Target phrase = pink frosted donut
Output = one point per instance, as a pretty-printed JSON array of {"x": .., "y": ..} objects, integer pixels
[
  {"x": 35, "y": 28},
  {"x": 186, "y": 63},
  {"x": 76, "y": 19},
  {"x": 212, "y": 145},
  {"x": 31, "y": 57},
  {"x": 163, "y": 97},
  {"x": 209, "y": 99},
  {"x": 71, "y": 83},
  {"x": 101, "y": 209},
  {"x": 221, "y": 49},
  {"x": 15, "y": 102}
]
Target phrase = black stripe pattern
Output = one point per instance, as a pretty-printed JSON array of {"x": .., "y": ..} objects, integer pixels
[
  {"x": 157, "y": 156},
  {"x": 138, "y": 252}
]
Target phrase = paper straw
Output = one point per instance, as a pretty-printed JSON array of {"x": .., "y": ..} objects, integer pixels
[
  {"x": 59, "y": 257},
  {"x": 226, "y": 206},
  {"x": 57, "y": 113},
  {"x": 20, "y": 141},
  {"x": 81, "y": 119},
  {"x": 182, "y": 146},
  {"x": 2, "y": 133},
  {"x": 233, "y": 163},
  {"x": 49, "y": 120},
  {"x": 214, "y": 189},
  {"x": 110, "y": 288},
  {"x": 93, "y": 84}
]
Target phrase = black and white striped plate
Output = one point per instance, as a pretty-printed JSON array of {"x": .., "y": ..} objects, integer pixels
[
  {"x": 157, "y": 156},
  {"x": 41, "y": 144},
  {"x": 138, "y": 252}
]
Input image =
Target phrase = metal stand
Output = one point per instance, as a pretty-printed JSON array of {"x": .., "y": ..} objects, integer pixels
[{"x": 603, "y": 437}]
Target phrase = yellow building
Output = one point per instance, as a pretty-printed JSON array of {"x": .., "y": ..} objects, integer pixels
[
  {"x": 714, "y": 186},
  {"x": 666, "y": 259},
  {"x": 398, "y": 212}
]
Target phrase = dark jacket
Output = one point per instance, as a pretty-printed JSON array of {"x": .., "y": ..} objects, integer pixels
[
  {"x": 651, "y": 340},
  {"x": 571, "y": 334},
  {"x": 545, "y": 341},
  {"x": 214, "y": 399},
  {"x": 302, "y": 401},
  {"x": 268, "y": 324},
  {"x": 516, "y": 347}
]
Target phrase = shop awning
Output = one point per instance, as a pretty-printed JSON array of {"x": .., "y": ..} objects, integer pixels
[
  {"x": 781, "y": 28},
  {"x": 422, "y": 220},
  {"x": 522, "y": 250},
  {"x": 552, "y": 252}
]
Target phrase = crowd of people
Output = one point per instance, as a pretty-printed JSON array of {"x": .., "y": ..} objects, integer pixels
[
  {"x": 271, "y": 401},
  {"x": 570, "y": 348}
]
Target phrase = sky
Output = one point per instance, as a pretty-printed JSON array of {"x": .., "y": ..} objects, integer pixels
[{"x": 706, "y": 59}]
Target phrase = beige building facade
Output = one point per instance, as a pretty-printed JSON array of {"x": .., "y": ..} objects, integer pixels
____
→ PROBLEM REQUIREMENTS
Your task is to reproduce the entire listing exactly as it appears.

→ EXERCISE RESPONSE
Target phrase = pink frosted donut
Output = one point per instance, as a pretty-printed JSON array of {"x": .., "y": ..} objects, integer pixels
[
  {"x": 35, "y": 28},
  {"x": 186, "y": 63},
  {"x": 76, "y": 19},
  {"x": 212, "y": 145},
  {"x": 31, "y": 57},
  {"x": 163, "y": 97},
  {"x": 209, "y": 99},
  {"x": 71, "y": 83},
  {"x": 101, "y": 209},
  {"x": 221, "y": 49},
  {"x": 15, "y": 102}
]
Target phrase = black stripe pattern
Output = one point per instance, as a pretty-printed JSON array of {"x": .., "y": ..} objects, integer pixels
[
  {"x": 157, "y": 156},
  {"x": 138, "y": 252}
]
Target phrase = paper straw
Output = one point per instance, as a pretty-printed JSON array of {"x": .., "y": ..} objects, integer pixels
[
  {"x": 59, "y": 257},
  {"x": 226, "y": 206},
  {"x": 57, "y": 113},
  {"x": 20, "y": 141},
  {"x": 81, "y": 119},
  {"x": 182, "y": 146},
  {"x": 2, "y": 133},
  {"x": 233, "y": 163},
  {"x": 49, "y": 120},
  {"x": 214, "y": 189},
  {"x": 110, "y": 288},
  {"x": 93, "y": 84}
]
Target phrase = black and white striped plate
Output = one point per instance, as a pretty-printed JSON array of {"x": .., "y": ..} objects, integer pixels
[
  {"x": 157, "y": 156},
  {"x": 41, "y": 144},
  {"x": 138, "y": 252}
]
Input image =
Target phrase = metal stand
Output = one point per instance, as a pretty-printed JSON array of {"x": .., "y": ..} objects, integer pixels
[{"x": 603, "y": 437}]
Target phrase = yellow building
Output = one point per instance, as a pretty-printed JSON array of {"x": .., "y": ..} objects, integer pixels
[
  {"x": 714, "y": 186},
  {"x": 666, "y": 259},
  {"x": 398, "y": 212}
]
Target phrase = dark jacket
Output = one point per instance, as a pretty-printed JSON array of {"x": .., "y": ..} objects, integer pixels
[
  {"x": 651, "y": 340},
  {"x": 571, "y": 334},
  {"x": 545, "y": 341},
  {"x": 214, "y": 399},
  {"x": 302, "y": 401},
  {"x": 268, "y": 324},
  {"x": 516, "y": 347}
]
Target phrase = shop awning
Output = one point per instance, as a pretty-printed JSON array of {"x": .., "y": ..} objects, integer pixels
[
  {"x": 781, "y": 28},
  {"x": 422, "y": 220},
  {"x": 522, "y": 250},
  {"x": 552, "y": 252}
]
Target phrase = crowd of people
Output = one point per instance, as a pretty-printed JSON array of {"x": .., "y": ..} objects, integer pixels
[
  {"x": 271, "y": 401},
  {"x": 570, "y": 348}
]
Target phrase = sky
Output = one point per instance, as a pretty-printed JSON array of {"x": .., "y": ..} objects, integer pixels
[{"x": 706, "y": 59}]
Target phrase = beige building facade
Output = one point per instance, as a pretty-printed JSON array of {"x": .., "y": ..} objects, integer pixels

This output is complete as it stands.